■ **TASK DIRECTIONS**
Each line below with the string "query" should be copied.

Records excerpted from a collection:
______________________________
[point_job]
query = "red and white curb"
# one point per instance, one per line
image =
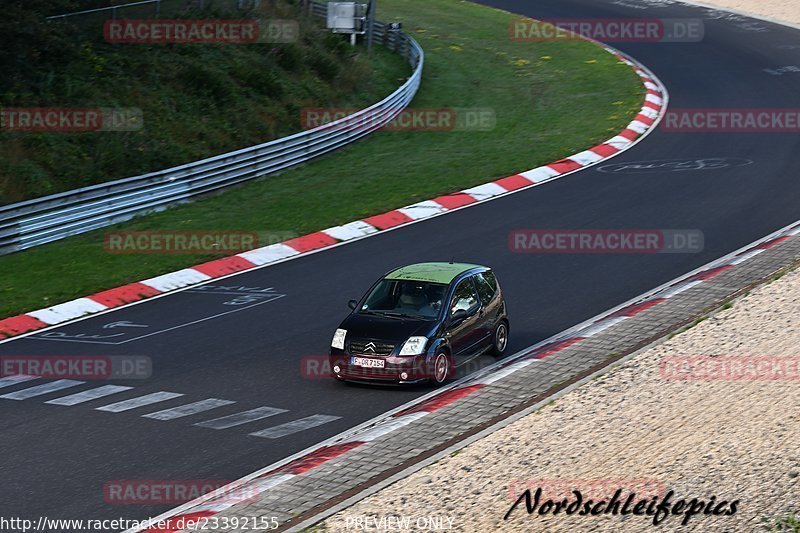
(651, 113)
______________________________
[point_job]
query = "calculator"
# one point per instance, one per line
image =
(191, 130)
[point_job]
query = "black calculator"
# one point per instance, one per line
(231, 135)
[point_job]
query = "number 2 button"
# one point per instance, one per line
______________________________
■ **EXPECTED OUTPUT**
query = "red and white curb"
query = "calculator"
query = "black calculator"
query = "number 2 button"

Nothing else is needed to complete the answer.